**PROBLEM REQUIREMENTS**
Could the lines from the one with "Return one point per instance of the freight" through the end of the listing be restated exactly, with nothing else included?
━━━ RECORD LIST ━━━
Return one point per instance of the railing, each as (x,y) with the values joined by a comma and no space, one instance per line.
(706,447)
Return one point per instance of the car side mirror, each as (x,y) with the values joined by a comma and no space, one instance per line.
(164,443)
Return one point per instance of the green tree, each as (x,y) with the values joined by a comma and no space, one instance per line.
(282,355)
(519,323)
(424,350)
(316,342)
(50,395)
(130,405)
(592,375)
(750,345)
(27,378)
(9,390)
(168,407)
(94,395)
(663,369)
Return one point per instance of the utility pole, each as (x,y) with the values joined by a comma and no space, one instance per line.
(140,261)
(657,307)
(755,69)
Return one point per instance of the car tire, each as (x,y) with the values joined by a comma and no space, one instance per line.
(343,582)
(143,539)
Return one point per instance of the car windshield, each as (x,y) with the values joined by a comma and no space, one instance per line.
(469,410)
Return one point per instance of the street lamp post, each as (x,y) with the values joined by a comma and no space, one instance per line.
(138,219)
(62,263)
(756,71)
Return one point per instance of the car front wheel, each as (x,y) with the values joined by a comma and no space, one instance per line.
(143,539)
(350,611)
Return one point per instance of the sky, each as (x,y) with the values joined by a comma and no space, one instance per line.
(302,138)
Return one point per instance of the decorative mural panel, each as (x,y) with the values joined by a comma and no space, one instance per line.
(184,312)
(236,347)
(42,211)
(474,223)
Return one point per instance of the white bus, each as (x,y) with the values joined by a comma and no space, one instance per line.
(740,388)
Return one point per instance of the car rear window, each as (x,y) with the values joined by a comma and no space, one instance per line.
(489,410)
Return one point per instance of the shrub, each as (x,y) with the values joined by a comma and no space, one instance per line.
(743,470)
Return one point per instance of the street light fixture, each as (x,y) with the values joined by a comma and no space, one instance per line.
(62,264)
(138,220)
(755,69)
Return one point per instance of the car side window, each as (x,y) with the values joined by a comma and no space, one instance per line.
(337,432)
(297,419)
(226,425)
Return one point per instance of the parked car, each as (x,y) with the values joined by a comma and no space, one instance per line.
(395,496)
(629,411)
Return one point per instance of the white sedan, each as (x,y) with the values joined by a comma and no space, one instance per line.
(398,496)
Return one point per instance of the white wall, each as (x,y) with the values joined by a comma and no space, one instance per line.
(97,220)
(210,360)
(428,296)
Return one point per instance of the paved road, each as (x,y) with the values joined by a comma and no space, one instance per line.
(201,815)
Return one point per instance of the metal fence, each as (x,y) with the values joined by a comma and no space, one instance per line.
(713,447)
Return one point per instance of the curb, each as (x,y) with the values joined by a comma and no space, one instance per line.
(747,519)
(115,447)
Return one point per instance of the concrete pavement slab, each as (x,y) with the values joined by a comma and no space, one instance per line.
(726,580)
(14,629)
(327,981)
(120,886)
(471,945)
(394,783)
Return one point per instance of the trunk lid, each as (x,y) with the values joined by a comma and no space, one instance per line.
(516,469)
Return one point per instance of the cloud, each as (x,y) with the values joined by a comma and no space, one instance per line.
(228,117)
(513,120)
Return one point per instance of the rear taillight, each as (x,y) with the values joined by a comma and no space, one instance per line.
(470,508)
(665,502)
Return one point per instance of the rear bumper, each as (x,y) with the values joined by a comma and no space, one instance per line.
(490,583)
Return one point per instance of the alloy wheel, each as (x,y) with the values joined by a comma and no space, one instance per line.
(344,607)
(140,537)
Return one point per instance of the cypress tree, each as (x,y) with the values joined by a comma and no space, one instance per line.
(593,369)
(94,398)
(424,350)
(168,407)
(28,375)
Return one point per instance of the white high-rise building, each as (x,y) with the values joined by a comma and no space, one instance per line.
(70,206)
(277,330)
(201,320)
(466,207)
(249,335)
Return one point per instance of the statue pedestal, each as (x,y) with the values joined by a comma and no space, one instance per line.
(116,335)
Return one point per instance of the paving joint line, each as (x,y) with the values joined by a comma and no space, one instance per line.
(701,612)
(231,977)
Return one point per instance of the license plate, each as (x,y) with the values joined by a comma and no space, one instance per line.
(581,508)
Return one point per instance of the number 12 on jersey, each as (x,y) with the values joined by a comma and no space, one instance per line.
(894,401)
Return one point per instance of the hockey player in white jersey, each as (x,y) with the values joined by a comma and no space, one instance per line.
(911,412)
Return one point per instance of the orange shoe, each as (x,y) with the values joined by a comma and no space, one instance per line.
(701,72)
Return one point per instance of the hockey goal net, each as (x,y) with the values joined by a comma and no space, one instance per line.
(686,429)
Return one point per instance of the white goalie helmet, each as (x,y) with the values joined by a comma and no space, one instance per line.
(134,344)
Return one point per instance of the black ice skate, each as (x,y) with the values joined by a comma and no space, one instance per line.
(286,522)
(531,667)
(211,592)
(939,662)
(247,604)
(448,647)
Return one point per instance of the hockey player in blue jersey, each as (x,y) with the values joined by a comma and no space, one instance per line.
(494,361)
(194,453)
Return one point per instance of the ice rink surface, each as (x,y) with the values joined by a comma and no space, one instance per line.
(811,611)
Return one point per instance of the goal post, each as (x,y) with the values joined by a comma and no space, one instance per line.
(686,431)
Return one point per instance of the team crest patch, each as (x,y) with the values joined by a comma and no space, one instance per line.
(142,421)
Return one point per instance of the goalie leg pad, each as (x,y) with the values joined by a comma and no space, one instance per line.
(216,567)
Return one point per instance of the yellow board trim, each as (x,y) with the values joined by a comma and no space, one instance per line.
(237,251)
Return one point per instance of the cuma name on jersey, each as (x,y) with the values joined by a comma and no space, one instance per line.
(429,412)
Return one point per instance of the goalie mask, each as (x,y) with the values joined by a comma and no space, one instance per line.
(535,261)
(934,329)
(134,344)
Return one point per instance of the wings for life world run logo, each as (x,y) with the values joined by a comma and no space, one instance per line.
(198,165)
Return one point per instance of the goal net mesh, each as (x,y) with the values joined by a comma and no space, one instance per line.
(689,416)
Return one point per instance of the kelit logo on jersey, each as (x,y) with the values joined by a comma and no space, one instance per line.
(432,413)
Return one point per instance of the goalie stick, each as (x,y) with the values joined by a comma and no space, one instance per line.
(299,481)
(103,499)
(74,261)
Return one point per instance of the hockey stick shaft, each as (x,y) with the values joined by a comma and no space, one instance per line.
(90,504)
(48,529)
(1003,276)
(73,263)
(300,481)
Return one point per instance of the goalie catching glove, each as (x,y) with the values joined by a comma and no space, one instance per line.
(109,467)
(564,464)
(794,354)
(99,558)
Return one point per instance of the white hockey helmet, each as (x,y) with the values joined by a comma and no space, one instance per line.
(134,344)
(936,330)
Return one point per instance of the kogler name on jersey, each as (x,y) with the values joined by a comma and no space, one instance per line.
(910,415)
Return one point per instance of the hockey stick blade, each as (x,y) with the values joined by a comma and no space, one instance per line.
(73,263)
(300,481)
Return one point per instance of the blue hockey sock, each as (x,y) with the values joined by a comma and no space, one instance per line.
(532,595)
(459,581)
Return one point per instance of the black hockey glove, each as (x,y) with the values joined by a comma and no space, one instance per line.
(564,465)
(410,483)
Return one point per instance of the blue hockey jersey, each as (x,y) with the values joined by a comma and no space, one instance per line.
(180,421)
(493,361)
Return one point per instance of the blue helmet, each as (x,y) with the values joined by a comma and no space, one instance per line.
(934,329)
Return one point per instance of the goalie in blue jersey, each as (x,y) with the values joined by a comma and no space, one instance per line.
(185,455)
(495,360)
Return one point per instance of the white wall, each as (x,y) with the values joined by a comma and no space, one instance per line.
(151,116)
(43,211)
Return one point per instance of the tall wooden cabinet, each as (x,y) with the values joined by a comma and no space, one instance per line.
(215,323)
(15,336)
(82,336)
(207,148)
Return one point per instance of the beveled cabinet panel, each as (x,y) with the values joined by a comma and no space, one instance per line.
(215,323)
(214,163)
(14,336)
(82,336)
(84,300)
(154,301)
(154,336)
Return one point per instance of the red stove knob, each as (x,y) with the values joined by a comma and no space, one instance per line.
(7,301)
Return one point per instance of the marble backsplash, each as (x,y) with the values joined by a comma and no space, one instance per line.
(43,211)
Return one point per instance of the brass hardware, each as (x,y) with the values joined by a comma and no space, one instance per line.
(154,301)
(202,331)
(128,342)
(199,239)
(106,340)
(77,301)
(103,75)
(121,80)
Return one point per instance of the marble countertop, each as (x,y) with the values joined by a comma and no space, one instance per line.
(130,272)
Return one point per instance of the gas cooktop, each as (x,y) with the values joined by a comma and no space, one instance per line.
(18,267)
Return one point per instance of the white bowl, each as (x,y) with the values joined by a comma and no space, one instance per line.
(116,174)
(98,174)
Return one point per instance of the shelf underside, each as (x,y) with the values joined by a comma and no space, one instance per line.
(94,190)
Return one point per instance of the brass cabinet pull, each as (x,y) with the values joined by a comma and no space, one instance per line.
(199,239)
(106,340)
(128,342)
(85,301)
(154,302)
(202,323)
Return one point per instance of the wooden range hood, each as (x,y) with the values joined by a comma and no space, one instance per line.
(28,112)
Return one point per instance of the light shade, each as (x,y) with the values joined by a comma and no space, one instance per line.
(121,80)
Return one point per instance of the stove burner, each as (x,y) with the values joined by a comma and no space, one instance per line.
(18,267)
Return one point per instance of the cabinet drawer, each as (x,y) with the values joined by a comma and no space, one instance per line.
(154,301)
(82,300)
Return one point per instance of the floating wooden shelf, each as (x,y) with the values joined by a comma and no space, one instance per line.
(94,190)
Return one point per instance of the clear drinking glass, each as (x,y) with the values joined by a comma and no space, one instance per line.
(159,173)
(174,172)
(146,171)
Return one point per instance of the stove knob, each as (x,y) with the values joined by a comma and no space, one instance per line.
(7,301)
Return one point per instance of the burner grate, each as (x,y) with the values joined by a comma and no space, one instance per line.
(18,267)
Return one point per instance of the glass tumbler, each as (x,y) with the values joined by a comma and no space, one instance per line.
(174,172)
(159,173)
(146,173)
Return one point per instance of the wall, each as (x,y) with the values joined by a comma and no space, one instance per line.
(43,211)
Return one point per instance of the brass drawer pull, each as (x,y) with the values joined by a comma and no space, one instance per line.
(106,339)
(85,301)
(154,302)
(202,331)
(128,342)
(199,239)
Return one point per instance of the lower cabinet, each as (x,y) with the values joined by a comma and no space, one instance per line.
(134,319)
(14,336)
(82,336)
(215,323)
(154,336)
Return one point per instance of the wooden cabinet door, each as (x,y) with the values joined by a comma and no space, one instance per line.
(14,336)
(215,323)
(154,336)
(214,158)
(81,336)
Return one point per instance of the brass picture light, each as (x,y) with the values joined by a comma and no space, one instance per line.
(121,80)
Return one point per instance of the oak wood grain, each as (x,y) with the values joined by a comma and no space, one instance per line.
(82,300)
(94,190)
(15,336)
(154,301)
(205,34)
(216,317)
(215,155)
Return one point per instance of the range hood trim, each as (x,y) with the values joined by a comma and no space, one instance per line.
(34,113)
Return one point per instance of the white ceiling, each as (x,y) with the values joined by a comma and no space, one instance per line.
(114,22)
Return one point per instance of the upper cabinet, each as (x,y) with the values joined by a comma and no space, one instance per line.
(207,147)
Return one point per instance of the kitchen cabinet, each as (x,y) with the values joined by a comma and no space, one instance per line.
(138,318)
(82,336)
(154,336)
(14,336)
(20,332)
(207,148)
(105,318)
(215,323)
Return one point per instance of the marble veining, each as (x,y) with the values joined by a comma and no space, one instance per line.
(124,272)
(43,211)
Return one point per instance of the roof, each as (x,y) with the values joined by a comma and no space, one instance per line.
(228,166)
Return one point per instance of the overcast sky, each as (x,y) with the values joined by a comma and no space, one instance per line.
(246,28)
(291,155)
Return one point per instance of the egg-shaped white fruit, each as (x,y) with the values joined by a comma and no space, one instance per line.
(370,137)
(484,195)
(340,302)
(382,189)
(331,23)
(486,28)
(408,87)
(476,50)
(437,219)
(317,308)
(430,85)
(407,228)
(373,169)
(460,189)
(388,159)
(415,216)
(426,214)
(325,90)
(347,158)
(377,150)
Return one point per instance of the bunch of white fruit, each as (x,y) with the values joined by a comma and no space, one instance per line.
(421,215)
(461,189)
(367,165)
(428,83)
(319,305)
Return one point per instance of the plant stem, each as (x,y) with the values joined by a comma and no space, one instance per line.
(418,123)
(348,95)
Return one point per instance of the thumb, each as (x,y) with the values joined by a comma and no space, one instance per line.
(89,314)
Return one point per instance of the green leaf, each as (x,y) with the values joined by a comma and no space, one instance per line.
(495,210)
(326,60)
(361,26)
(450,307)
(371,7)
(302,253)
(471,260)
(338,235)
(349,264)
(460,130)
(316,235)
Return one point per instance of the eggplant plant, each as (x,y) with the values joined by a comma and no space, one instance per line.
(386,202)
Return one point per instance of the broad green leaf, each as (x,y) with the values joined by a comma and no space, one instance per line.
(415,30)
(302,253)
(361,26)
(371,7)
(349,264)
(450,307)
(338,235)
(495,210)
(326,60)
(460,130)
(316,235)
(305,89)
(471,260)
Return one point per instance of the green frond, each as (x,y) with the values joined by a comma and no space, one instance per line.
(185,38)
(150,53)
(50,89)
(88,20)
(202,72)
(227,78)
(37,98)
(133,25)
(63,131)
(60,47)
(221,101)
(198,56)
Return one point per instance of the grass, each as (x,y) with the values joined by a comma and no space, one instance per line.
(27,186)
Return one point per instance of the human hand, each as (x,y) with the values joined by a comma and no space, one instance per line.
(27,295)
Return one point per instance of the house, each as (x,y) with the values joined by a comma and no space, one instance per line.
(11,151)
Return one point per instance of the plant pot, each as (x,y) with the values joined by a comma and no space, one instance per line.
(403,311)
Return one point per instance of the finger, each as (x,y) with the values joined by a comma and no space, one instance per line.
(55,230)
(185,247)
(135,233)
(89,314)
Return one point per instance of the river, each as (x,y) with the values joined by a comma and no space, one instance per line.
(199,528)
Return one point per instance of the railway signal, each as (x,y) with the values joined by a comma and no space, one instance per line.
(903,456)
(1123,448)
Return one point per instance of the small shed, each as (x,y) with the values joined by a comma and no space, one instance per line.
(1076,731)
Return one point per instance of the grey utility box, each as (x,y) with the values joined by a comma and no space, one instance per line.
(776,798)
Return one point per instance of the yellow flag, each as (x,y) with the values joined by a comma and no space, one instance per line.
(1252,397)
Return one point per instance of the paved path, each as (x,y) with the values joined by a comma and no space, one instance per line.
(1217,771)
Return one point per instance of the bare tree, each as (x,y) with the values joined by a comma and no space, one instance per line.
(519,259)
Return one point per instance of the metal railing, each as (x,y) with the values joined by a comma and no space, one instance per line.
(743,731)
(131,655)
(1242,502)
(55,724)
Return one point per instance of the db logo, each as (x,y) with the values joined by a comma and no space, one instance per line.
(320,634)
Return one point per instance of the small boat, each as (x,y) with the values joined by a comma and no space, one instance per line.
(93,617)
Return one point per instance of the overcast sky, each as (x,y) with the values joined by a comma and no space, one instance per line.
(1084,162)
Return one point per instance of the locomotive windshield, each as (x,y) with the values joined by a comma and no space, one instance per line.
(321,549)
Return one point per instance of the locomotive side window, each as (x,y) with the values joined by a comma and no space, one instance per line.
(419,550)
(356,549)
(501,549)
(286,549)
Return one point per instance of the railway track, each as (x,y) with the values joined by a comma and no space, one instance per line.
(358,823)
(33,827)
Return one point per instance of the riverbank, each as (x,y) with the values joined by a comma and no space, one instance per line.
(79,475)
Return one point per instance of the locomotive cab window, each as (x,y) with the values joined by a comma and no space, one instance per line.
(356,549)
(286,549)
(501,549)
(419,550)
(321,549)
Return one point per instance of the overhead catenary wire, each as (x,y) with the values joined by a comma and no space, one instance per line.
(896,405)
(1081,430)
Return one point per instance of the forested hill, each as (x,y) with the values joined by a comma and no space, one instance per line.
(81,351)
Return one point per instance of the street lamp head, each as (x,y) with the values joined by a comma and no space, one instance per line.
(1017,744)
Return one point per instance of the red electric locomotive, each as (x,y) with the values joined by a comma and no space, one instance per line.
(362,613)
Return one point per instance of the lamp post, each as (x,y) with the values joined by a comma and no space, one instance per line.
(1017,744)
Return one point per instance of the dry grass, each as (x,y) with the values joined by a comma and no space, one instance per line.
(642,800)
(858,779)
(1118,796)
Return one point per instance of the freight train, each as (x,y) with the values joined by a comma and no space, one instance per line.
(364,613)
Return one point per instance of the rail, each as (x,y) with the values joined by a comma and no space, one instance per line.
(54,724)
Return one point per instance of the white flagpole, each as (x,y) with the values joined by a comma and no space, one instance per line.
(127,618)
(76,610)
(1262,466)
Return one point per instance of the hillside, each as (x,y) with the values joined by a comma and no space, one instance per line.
━━━
**ANSWER TO THIS EXERCISE**
Return one point per instance of the freight train, each as (x,y) with the values joined by a comma and no space, one instance per line.
(364,613)
Return one point per instance of the rail, each as (x,y) with the values joined by a comma and no space, one instance per line.
(54,724)
Return one point per instance of the white flagpole, each as (x,y) with the values joined by a comma and no space, one instance per line.
(127,618)
(76,610)
(1262,466)
Return one point per instance of the hillside, each as (x,y) with the values joined by a comma and no space, one instance per line.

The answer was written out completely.